** AIM 1 **
In the passage about Kuna molas, what did the molas evolve from?

** SUPPLIED PASSAGE **

========================

Traditional Kuna Mola

Sometimes you’re reminded how expansive this world is and how little you know about so many things in it.

This is a good thing.  It reawakens the curiosity.  Makes you want to spackle over the cracks and gaps in your knowledge with new information.  And gaining new knowledge is never a bad thing.

A few days ago I presented a new painting, Through the Labyrinth, and a reader commented that it reminded her very much of the molas of the Kuna people.  To my dismay, I realized I had never heard of the Kuna people of Panama nor was I familiar with their brightly colored and intricately patterned shirts, which are called molas.

So, this morning I have been taking a crash course on the molas and culture of the Kuna people, who are an indigenous people living in Panama and Colombia.  The molas evolved from a traditional form of body painting into the present textile versions with the coming of the Spanish colonizers and missionaries.  They often use geometric patterns as well as colorful representations of tropical birds and animals.

I was most taken with the geometric patterns of the molas.  They have a great sense of completeness about them.  I can’t fully explain what I mean by that.  It’s as though, while being representative of things in the Kuna world, the patterns are a complete world  unto themselves.  Maybe I simply mean that they have universal meaning.

========================

** AIM 2 **
In the records, start at the line containing "Target: bouquet of white and blue flowers" and go on through the last line of the records. Rewrite that stretch with "deepest" changed to "innermost" and everything else left as it is.

[Collected data]

========================

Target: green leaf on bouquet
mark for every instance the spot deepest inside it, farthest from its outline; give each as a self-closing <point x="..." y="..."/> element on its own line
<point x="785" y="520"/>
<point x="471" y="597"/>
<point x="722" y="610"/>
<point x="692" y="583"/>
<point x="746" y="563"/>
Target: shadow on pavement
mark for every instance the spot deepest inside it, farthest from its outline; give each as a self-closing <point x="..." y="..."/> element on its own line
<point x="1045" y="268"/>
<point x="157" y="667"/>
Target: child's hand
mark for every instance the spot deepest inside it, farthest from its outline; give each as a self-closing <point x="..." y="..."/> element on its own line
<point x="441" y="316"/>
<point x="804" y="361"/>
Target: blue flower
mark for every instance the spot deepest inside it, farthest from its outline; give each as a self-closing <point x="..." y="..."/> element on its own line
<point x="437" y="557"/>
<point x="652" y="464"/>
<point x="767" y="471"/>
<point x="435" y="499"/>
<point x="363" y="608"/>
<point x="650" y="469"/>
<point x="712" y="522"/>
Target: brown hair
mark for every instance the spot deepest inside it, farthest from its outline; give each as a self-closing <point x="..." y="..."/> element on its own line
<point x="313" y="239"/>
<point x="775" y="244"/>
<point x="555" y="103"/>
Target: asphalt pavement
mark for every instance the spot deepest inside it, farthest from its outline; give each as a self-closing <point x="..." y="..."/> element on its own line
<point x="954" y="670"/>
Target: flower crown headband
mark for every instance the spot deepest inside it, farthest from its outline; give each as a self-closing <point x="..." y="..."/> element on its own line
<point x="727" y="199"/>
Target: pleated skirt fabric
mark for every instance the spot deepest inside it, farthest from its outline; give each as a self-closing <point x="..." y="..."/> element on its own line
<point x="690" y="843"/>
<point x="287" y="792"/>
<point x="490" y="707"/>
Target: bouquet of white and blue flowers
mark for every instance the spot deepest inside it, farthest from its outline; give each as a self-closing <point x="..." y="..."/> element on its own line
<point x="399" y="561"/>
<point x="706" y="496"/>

========================

** RIGHT ANSWER 1 **
A traditional form of body painting.

** RIGHT ANSWER 2 **
Target: bouquet of white and blue flowers
mark for every instance the spot innermost inside it, farthest from its outline; give each as a self-closing <point x="..." y="..."/> element on its own line
<point x="399" y="561"/>
<point x="706" y="496"/>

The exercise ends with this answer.